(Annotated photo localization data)
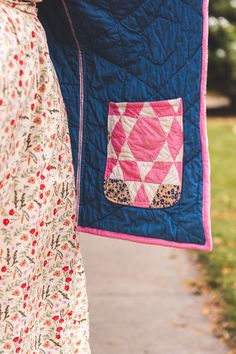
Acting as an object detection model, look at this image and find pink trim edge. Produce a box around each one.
[78,0,212,252]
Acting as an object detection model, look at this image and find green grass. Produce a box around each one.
[197,118,236,341]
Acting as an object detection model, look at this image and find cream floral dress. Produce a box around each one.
[0,0,91,353]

_Problem statement_
Please print the entries exactly as they stand. Images are not part of the copy.

_Output below_
Acting as an object detection model, look at this image and find pink trim edge. Produce a box around each one.
[78,0,212,252]
Acting as an object detection model, look at this image and find green grass. Produce a box around each one.
[197,118,236,341]
Acting as an object detection model, look at this image and find cream floral dress. Produce a box around each one.
[0,0,91,353]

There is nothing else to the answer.